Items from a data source
==============================

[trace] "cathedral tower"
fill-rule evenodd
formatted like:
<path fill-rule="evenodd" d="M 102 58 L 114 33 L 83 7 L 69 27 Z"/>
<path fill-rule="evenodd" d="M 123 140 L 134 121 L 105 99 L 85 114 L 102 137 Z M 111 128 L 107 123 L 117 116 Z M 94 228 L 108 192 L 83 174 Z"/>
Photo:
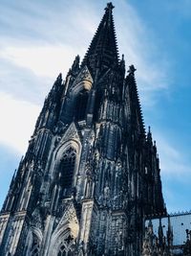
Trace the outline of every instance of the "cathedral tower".
<path fill-rule="evenodd" d="M 0 255 L 141 255 L 146 215 L 165 214 L 159 163 L 107 4 L 45 100 L 0 214 Z"/>

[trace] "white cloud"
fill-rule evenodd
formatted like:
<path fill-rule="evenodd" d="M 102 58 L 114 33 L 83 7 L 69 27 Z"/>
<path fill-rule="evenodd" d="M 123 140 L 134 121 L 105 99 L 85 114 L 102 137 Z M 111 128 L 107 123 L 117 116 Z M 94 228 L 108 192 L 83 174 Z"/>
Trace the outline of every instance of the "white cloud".
<path fill-rule="evenodd" d="M 157 133 L 155 138 L 157 138 L 159 153 L 161 175 L 170 179 L 178 178 L 186 182 L 185 177 L 191 176 L 191 166 L 183 151 L 176 149 L 168 139 L 159 133 Z"/>
<path fill-rule="evenodd" d="M 0 92 L 0 143 L 24 153 L 40 107 Z"/>
<path fill-rule="evenodd" d="M 66 74 L 75 56 L 69 45 L 10 46 L 0 53 L 0 57 L 14 64 L 31 69 L 36 76 L 55 78 L 64 71 Z"/>

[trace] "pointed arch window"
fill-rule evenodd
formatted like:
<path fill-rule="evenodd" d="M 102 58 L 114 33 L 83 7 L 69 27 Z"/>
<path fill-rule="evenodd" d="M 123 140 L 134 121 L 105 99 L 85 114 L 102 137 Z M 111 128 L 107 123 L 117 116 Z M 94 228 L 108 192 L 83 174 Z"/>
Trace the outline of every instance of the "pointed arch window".
<path fill-rule="evenodd" d="M 76 159 L 76 150 L 70 147 L 63 155 L 60 164 L 61 187 L 63 188 L 63 197 L 72 193 L 73 176 L 74 173 Z"/>
<path fill-rule="evenodd" d="M 65 245 L 61 245 L 57 256 L 74 256 L 74 253 L 71 249 L 67 250 Z"/>
<path fill-rule="evenodd" d="M 31 256 L 39 256 L 40 244 L 38 238 L 33 235 L 33 242 L 32 245 Z"/>
<path fill-rule="evenodd" d="M 86 118 L 89 91 L 83 89 L 76 97 L 75 120 L 82 121 Z"/>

==============================

* **Set exercise**:
Could you write out all the items again with every "outline" swapped for "boundary" and nothing else altered, leaving out the pictures?

* **Correct response**:
[trace] "cathedral tower"
fill-rule evenodd
formatted like:
<path fill-rule="evenodd" d="M 102 58 L 114 33 L 83 7 L 69 27 Z"/>
<path fill-rule="evenodd" d="M 123 140 L 134 121 L 105 99 L 85 114 L 102 137 Z M 111 128 L 107 123 L 117 116 Z M 94 228 L 108 192 L 83 174 Z"/>
Photo:
Trace the boundary of every instance of the "cathedral tower".
<path fill-rule="evenodd" d="M 0 255 L 141 255 L 146 215 L 165 214 L 159 163 L 107 4 L 45 100 L 0 214 Z"/>

[trace] "white cloud"
fill-rule evenodd
formatted like:
<path fill-rule="evenodd" d="M 102 58 L 114 33 L 83 7 L 69 27 Z"/>
<path fill-rule="evenodd" d="M 123 140 L 134 121 L 105 99 L 85 114 L 102 137 Z M 111 128 L 107 123 L 117 116 Z M 94 228 L 108 192 L 83 174 Z"/>
Trace the boundary of every instance of the "white cloud".
<path fill-rule="evenodd" d="M 157 133 L 155 138 L 157 138 L 159 153 L 161 175 L 170 179 L 178 178 L 186 182 L 185 177 L 191 176 L 191 166 L 183 151 L 176 149 L 168 139 L 159 133 Z"/>
<path fill-rule="evenodd" d="M 0 92 L 0 143 L 24 153 L 40 107 Z"/>
<path fill-rule="evenodd" d="M 66 74 L 75 56 L 69 45 L 10 46 L 0 53 L 0 57 L 14 64 L 31 69 L 36 76 L 55 78 L 64 71 Z"/>

[trace] "pointed arch window"
fill-rule evenodd
formatted like:
<path fill-rule="evenodd" d="M 102 58 L 114 33 L 83 7 L 69 27 Z"/>
<path fill-rule="evenodd" d="M 123 140 L 134 121 L 105 99 L 85 114 L 102 137 Z M 111 128 L 107 123 L 117 116 Z M 94 228 L 108 192 L 83 174 Z"/>
Trace the boundary of every instance of the "pointed arch window".
<path fill-rule="evenodd" d="M 76 159 L 76 150 L 70 147 L 63 155 L 60 164 L 61 187 L 63 188 L 63 197 L 72 193 L 73 176 L 74 173 Z"/>
<path fill-rule="evenodd" d="M 65 245 L 61 245 L 57 256 L 74 256 L 74 253 L 71 249 L 67 250 Z"/>
<path fill-rule="evenodd" d="M 31 256 L 39 256 L 40 244 L 38 238 L 33 235 L 33 242 L 32 245 Z"/>
<path fill-rule="evenodd" d="M 86 118 L 89 91 L 83 89 L 76 97 L 75 120 L 82 121 Z"/>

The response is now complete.